Task statement: How many lines in the data below contain the word "rusty"? Reply with the number alone.

Dataset excerpts on pointing to objects:
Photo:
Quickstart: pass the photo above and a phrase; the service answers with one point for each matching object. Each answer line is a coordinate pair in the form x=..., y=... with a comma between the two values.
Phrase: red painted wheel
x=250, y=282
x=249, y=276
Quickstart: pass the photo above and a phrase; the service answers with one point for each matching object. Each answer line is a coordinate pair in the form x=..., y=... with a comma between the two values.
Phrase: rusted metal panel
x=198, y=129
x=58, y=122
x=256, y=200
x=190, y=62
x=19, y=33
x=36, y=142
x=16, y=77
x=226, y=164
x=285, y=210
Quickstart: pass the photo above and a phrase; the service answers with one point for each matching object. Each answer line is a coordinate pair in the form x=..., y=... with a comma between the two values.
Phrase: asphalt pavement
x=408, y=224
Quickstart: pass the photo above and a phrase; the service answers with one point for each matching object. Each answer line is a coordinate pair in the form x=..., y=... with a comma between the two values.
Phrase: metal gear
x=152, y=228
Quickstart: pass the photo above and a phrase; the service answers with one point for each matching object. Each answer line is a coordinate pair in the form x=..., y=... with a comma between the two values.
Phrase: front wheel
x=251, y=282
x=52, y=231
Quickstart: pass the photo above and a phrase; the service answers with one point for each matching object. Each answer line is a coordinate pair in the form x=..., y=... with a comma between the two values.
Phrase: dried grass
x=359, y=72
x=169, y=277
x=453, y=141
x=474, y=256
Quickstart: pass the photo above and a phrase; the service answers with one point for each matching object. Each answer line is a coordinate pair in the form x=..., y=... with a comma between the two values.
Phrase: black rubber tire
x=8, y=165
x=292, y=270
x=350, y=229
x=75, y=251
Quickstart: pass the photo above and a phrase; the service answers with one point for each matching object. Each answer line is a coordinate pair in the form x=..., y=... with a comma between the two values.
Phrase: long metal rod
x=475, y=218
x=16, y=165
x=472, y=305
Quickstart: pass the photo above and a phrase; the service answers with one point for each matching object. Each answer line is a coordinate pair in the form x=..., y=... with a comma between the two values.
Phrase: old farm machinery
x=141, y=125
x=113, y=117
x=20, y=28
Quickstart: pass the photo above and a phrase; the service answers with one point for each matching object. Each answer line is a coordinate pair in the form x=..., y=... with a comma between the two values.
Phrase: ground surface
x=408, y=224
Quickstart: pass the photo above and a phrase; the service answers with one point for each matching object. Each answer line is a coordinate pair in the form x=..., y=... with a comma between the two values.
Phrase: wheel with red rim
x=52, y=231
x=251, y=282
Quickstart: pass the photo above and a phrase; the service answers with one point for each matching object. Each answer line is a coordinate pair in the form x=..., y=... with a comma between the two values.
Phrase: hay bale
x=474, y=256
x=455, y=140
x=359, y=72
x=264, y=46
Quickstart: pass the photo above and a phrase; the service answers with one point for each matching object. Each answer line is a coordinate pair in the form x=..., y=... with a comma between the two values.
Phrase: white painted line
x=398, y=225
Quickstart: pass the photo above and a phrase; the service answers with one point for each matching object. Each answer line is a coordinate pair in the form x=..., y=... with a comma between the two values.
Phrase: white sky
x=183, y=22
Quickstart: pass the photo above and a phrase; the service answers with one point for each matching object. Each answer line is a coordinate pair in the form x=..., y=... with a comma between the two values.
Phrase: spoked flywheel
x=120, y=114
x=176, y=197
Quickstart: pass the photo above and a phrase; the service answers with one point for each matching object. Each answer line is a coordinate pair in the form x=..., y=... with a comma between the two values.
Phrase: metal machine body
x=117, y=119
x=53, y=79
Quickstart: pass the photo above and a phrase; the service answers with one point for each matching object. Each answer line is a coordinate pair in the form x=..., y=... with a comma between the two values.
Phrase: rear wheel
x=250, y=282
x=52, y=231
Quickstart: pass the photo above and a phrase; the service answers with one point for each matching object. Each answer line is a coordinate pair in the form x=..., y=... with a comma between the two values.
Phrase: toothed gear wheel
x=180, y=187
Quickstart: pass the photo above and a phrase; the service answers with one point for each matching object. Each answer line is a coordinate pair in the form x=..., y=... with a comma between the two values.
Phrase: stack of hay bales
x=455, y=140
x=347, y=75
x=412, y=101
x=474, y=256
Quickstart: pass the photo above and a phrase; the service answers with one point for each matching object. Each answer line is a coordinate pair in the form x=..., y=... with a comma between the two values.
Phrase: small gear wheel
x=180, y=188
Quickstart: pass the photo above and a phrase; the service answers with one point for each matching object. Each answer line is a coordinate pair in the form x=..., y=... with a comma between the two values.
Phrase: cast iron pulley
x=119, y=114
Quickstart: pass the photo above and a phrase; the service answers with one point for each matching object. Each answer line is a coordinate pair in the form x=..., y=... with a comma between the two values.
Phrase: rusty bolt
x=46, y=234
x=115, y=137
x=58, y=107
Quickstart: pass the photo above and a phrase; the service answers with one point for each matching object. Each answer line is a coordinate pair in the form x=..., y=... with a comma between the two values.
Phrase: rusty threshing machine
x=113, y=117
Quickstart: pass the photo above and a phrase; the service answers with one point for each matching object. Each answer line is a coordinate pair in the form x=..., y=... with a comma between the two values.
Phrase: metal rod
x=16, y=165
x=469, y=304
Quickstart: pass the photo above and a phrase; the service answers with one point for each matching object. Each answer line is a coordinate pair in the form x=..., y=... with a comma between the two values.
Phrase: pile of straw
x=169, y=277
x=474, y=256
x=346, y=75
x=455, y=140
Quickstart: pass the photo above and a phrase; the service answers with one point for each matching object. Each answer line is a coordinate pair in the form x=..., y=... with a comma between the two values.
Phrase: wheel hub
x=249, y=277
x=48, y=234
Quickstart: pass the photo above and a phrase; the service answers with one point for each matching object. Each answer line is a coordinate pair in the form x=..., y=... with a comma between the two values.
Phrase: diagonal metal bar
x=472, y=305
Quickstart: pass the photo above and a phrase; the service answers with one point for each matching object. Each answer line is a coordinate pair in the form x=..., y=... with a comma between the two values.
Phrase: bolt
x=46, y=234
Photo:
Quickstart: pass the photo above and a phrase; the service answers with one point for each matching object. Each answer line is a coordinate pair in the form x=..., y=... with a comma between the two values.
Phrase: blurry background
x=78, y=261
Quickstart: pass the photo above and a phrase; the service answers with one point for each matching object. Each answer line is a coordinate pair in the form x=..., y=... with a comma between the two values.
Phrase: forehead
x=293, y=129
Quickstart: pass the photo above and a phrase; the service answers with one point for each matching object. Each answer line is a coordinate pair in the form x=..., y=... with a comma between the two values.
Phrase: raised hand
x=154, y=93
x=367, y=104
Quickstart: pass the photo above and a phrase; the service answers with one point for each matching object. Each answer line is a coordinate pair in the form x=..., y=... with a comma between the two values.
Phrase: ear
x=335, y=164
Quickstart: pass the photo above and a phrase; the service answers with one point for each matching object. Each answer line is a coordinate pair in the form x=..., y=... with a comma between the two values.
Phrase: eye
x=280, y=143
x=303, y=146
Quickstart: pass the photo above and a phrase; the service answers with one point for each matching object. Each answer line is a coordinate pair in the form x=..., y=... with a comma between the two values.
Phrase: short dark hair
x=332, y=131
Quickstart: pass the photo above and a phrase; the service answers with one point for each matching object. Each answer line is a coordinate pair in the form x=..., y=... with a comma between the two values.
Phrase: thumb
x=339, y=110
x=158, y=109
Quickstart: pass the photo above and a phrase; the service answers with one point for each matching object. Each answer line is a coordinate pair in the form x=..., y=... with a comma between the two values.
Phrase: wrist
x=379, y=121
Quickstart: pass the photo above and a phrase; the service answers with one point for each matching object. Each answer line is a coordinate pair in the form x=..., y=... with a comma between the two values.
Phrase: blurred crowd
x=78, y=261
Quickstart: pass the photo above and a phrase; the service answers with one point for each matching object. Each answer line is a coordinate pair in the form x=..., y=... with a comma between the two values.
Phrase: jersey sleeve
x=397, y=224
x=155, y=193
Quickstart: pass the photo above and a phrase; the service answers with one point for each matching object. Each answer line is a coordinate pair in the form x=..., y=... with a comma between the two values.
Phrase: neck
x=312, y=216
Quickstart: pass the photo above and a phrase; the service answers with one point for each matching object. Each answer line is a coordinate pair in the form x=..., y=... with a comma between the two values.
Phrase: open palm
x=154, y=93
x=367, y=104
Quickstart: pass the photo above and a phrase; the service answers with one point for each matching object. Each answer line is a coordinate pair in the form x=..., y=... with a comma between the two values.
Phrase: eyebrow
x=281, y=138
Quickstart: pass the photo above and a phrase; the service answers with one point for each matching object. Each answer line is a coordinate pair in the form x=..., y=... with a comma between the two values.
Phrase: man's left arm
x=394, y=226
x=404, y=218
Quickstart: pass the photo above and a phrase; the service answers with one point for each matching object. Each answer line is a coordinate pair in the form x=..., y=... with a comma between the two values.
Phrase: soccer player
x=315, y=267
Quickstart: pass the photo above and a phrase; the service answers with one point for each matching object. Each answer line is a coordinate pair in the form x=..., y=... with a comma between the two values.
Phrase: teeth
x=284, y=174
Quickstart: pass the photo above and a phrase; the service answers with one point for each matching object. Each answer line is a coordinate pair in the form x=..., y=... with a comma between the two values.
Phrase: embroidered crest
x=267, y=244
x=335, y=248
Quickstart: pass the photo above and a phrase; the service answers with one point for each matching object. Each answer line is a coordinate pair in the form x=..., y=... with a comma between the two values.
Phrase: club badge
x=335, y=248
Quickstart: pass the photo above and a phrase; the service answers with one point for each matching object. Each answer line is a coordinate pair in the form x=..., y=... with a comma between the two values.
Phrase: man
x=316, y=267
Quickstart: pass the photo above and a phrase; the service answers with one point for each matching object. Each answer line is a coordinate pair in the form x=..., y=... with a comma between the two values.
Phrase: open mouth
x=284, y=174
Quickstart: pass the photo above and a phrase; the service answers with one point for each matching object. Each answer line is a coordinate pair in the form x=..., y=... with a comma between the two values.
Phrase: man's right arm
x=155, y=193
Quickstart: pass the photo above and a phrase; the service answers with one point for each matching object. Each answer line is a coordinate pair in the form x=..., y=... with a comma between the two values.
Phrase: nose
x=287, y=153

Answer to this task: 2